[START MATERIAL TO PROCESS]

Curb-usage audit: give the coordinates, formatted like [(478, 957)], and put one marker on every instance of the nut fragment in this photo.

[END MATERIAL TO PROCESS]
[START MATERIAL TO PROCESS]

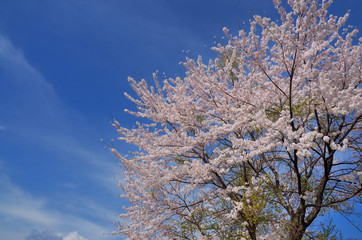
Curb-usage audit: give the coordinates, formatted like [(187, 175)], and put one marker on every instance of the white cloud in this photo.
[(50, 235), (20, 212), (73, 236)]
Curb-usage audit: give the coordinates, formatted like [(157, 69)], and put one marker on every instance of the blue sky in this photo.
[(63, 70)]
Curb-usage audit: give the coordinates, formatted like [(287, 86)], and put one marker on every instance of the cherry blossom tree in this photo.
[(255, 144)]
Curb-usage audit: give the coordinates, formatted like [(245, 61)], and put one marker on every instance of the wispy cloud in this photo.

[END MATERIAL TO PROCESS]
[START MATERIAL TO PROCESS]

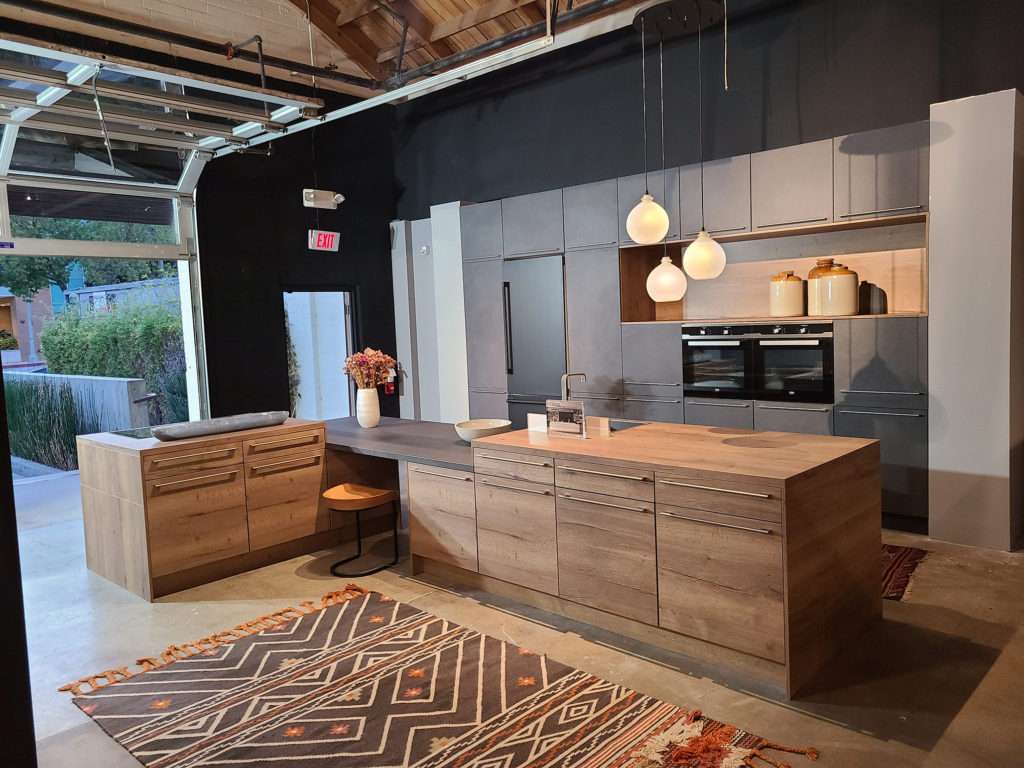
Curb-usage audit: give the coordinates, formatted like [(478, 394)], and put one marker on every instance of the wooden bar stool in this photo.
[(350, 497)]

[END MATERIAL TO PROCESS]

Report every line above that contains the word "cloud", matching case exactly, and copy each such line in full.

Curb-usage audit: give the coordinates, formatted like [(187, 175)], and put one marker on every instance of the white cloud in this photo.
Curb-usage audit: give the coordinates, formatted like [(245, 61)], and put one marker on every instance of the wispy cloud in this photo.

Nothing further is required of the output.